* [Job]: Edit the material below so that each "Provide" becomes "Give", with everything else left as it is, and omit the pictures from your answer.

* [Stored records]:
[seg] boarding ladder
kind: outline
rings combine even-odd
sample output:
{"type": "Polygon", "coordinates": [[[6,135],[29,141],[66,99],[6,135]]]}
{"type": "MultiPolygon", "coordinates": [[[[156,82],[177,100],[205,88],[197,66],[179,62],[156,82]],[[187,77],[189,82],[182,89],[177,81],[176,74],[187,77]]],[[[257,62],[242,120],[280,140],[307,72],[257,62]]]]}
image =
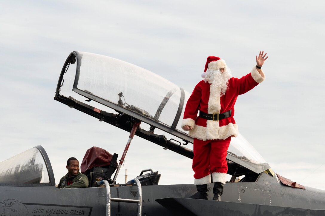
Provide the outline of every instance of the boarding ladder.
{"type": "Polygon", "coordinates": [[[114,198],[110,197],[110,184],[106,180],[102,180],[97,182],[98,185],[105,184],[106,187],[106,215],[110,216],[110,202],[129,202],[138,204],[137,216],[141,216],[142,213],[142,189],[140,181],[137,179],[134,180],[136,183],[136,186],[138,188],[138,199],[123,199],[121,198],[114,198]]]}

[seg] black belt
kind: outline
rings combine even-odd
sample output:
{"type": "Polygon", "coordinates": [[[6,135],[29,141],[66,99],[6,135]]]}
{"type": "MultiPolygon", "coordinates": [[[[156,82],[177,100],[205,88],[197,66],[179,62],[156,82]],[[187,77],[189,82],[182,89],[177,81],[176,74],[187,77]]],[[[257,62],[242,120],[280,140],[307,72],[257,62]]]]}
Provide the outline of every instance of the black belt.
{"type": "Polygon", "coordinates": [[[230,117],[231,115],[231,110],[223,113],[219,114],[217,112],[214,112],[213,114],[208,114],[200,110],[199,116],[202,119],[205,119],[212,120],[213,121],[218,121],[219,120],[230,117]]]}

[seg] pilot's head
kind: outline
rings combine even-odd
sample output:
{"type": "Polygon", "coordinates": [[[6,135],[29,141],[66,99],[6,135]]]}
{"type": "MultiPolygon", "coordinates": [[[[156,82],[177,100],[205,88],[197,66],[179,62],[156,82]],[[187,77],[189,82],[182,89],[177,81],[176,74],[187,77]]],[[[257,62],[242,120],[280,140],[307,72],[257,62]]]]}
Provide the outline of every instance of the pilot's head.
{"type": "Polygon", "coordinates": [[[79,161],[75,158],[70,158],[67,161],[67,169],[69,177],[74,176],[78,174],[80,168],[79,161]]]}

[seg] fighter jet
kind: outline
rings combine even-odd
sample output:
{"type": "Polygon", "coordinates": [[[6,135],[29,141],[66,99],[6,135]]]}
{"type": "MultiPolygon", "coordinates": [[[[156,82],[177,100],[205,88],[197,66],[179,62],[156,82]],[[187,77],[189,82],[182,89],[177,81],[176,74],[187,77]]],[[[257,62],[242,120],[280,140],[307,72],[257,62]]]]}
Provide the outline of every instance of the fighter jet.
{"type": "Polygon", "coordinates": [[[222,201],[212,200],[212,184],[209,200],[190,199],[196,192],[194,184],[159,185],[160,174],[150,169],[126,184],[116,184],[135,134],[193,158],[187,147],[193,139],[180,125],[189,96],[181,87],[135,65],[72,52],[61,71],[54,99],[130,132],[123,153],[119,160],[117,154],[108,154],[103,166],[83,162],[82,166],[90,169],[85,172],[89,187],[85,188],[57,188],[41,146],[0,163],[0,216],[325,215],[325,191],[277,174],[240,134],[232,139],[228,152],[230,177],[222,201]],[[147,172],[150,172],[143,174],[147,172]]]}

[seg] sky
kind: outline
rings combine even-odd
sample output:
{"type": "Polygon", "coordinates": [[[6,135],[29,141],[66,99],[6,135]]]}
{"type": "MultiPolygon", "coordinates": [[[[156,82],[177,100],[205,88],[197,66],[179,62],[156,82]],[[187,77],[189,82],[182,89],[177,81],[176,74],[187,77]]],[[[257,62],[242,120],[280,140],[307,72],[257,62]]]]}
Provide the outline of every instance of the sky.
{"type": "MultiPolygon", "coordinates": [[[[0,161],[38,145],[56,183],[67,159],[95,146],[122,155],[129,133],[53,99],[72,51],[117,58],[191,92],[206,57],[234,76],[250,72],[260,50],[265,81],[239,97],[240,133],[271,169],[325,190],[323,1],[1,1],[0,161]]],[[[117,182],[151,168],[160,184],[192,184],[191,160],[136,136],[117,182]]]]}

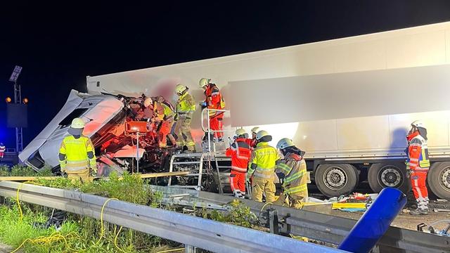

* [The completed task]:
[seg] boarding ladder
kind: outline
rings combine even-odd
sample output:
{"type": "Polygon", "coordinates": [[[6,135],[29,141],[66,99],[6,135]]]}
{"type": "MultiPolygon", "coordinates": [[[[156,82],[177,100],[205,88],[197,66],[179,62],[156,82]],[[187,77],[189,82],[182,89],[177,81],[176,74],[187,77]]],[[[257,62],[242,120],[280,140],[307,72],[257,62]]]]}
image =
Give the outline of every instance of the boarding ladder.
{"type": "Polygon", "coordinates": [[[114,198],[110,197],[110,184],[106,180],[102,180],[97,182],[98,185],[105,184],[106,187],[106,215],[110,216],[110,202],[129,202],[138,204],[137,216],[141,216],[142,213],[142,189],[140,181],[137,179],[134,180],[136,183],[136,186],[138,188],[138,199],[123,199],[121,198],[114,198]]]}

[seg] black belt
kind: outline
rings combine even-odd
sample output:
{"type": "Polygon", "coordinates": [[[6,135],[29,141],[66,99],[6,135]]]}
{"type": "MultiPolygon", "coordinates": [[[[156,82],[177,100],[205,88],[197,66],[179,62],[156,82]],[[187,77],[189,82],[182,89],[177,81],[176,74],[187,77]]],[[[257,62],[242,120],[280,140],[307,72],[257,62]]]]}
Give the outline of every instance of the black belt.
{"type": "Polygon", "coordinates": [[[230,117],[231,115],[231,110],[223,113],[219,114],[217,112],[214,112],[213,114],[208,114],[200,110],[199,116],[202,119],[205,119],[212,120],[213,121],[218,121],[219,120],[230,117]]]}

[seg] pilot's head
kind: outline
rings combine even-odd
sample output:
{"type": "Polygon", "coordinates": [[[6,135],[29,141],[66,99],[6,135]]]}
{"type": "MultiPolygon", "coordinates": [[[[156,82],[177,100],[205,88],[197,66],[179,62],[156,82]],[[187,77],[189,82],[182,89],[177,81],[176,74],[187,77]]],[[[257,62],[242,120],[280,140],[307,72],[257,62]]]]}
Give the outline of every instance of the pilot's head.
{"type": "Polygon", "coordinates": [[[79,161],[75,158],[70,158],[67,161],[67,169],[69,177],[74,176],[78,174],[80,168],[79,161]]]}

[seg] fighter jet
kind: outline
rings combine even-odd
sample output:
{"type": "Polygon", "coordinates": [[[6,135],[29,141],[66,99],[6,135]]]}
{"type": "MultiPolygon", "coordinates": [[[[156,82],[177,100],[205,88],[197,66],[179,62],[156,82]],[[187,77],[189,82],[182,89],[177,81],[176,74],[187,77]]],[[[257,62],[242,120],[280,140],[307,72],[257,62]]]]}
Give the outline of every instance of the fighter jet.
{"type": "Polygon", "coordinates": [[[222,201],[212,200],[212,184],[209,200],[190,199],[196,192],[194,184],[159,185],[160,174],[150,169],[126,184],[116,184],[135,134],[193,158],[187,147],[193,139],[180,125],[189,96],[181,87],[135,65],[72,52],[61,71],[54,99],[130,132],[123,153],[119,160],[117,154],[108,154],[103,166],[83,162],[82,166],[90,169],[85,172],[89,187],[85,188],[57,188],[41,146],[0,163],[0,216],[325,215],[325,191],[277,174],[240,134],[232,139],[228,152],[230,177],[222,201]],[[147,172],[150,172],[143,174],[147,172]]]}

[seg] sky
kind: outline
rings combine even-odd
sample output:
{"type": "Polygon", "coordinates": [[[6,135],[29,141],[66,99],[6,135]]]}
{"type": "MultiPolygon", "coordinates": [[[[156,82],[177,100],[205,88],[197,66],[179,62],[156,82]],[[187,77],[189,82],[182,89],[177,81],[176,74],[187,77]]],[[[257,62],[242,120],[280,140],[307,72],[257,62]]]]}
Give the outline of every instance of the sky.
{"type": "MultiPolygon", "coordinates": [[[[0,161],[38,145],[56,183],[67,159],[95,146],[122,155],[129,133],[53,99],[72,51],[117,58],[191,92],[206,57],[234,76],[250,72],[260,50],[265,81],[239,97],[240,133],[271,169],[325,190],[323,1],[1,1],[0,161]]],[[[117,182],[151,168],[160,184],[192,184],[191,160],[136,136],[117,182]]]]}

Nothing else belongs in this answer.